▶ _Problem A_:
Translate this sentence from the conference report into Spanish: "Only 1% of financial institutions have even set targets about water security."
▶ _Problem B_:
In the conference report, on what date did the Hackathon begin?
▶ _Problem C_:
Continue the conference report on nature and finance from its final sentence.

▶ _Text_:
....................

The focus areas of the conference were natural capital, agriculture, supply chains, and regulation and reporting; and highlighting new technologies being used to collect nature-related data such as Earth observation and satellite reporting.

Peers pointed to the Hackathon, which commenced on 27 September and will continue until 10 October, as a part of the event that demonstrates the 'Learn by Doing' aspect of the event. He also touched on background of nature in financial services in the EU, pointing to the EU Nature restoration law adopted this year which requires 30% of natural habitats to be restored by 2030, and 90% by 2050.

“What we wanted to do, is to put on an event that is our attempt at explaining the landscape of what a natural transaction might be with data providers along the way, and end it up in an asset management trading platform with all the concerns and traditionality that that regulated entity has to prove to the financial industry that this can be an asset class that is as tradable as any other, but with all the due diligence and concern that all of us would expect along the way.”

Peers ended the introduction with a simple Slido question: ‘Is it clear to you how natural capital could be priced and traded?’ The majority responded ‘no’, and we will see if this response changes over the course of the event.

Robert Gardner, founder of ReBalance Earth opened the first session of the morning with a keynote address on ‘A day in the life of a transaction’, which outlined the problem statement of the conference this year: what is the role of natural value in the supply chain, and how can financial institutions assess natural capital?

Gardner emphasised how companies often do not acknowledge the impact that climate change and nature loss has on their business and assets: “Every 1 ̊C increases in temperature is a 7% increase in moisture in the air, and what happens? We're getting more rainfall, but if we get more intense rainfall, we also get periods of lower rainfall. For the last two weeks, we've all been experiencing that damage. That's the climate physical risk.”

Providing examples of severe damage to factories owned by Shell and McVities due to natural disasters, he demonstrated how climate change causes loss of revenue and assets: “Of all of the nature risks, water is the number one risk. It impacts 7-9% of GDP. Yet, only two-thirds of financial institutions, banks, asset managers, and insurers, really understand or have assessed their water risks. Only 1% of financial institutions have even set targets about water security. The issue is that no one can even see this risk.”

Gardner highlighted that nature is the solution. Moving to the actions taken by ReBalance Earth, he stated that the company starts with high value catchments to assess what is the best nature restoration that they can do: “Our starting point is not to start with nature, counterintuitively, but to start with high-value catchments, and then to work backwards and say, what are the nature catchment restoration opportunities that we can do. It might be peatland, it might be river restoration, it might be paying farmers to farm differently and improve their soil quality.”

....................

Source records
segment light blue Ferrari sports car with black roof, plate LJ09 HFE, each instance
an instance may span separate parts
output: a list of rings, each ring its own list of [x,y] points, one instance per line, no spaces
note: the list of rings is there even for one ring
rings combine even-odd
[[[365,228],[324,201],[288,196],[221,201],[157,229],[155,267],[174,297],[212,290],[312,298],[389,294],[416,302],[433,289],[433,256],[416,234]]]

....................

▶ _Exercise answer A_:
Solo el 1 % de las instituciones financieras ha llegado siquiera a fijar objetivos en materia de seguridad hídrica.

▶ _Exercise answer B_:
27 September

▶ _Exercise answer C_:
Pointing to nature-related solutions being enacted through ReBalance Earth initiatives in Plymouth, he showed that water can be stored in nature, by flowing capital back into restoration habitats and biodiversity instead of building more concrete monoliths, environments can be protected and businesses can make profit.

He stated that the return is avoiding the loss of assets due to natural disasters, insurance costs that do not cover business interruption, and slowing down flood risk. Gardner emphasised that the main challenge is the free-rider problem, because big businesses need to put in the capital to protect the environment that will protect investments and attract more business. If more businesses are not willing to make those changes in their infrastructure to assess nature-related risk, then the ability to make a difference will become more difficult.

However, £100 billion over the next decade is needed for nature restoration. Yet, there is £5 trillion in UK pension and wealth assets, which will double to £10 trillion by 2025, that can be redirected into nature.

“My point to a pension fund is for every pound that you have, if you just took 2p and made a 2% allocation to nature, as an asset class in the same way that you invest in real estate or infrastructure. If I can reframe nature as business-critical infrastructure, and I can show you that you can get a rate of return, because those companies in Plymouth are going to pay to reduce the risk of not being able to operate like Shell and McVitie’s.”

Gardner concluded that by redirecting the flow of capital, we can achieve their goals of “financial return and a world worth living in.”